------ Exercise material

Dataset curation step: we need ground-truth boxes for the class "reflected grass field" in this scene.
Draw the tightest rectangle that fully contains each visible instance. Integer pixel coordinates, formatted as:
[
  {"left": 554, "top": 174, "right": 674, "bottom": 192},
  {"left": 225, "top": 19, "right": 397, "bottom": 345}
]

------------

(How to complete this task): Restate the listing above word for word.

(Exercise output):
Dataset curation step: we need ground-truth boxes for the class "reflected grass field" in this scene.
Draw the tightest rectangle that fully contains each visible instance. Integer pixel coordinates, formatted as:
[
  {"left": 554, "top": 174, "right": 674, "bottom": 192},
  {"left": 225, "top": 19, "right": 397, "bottom": 345}
]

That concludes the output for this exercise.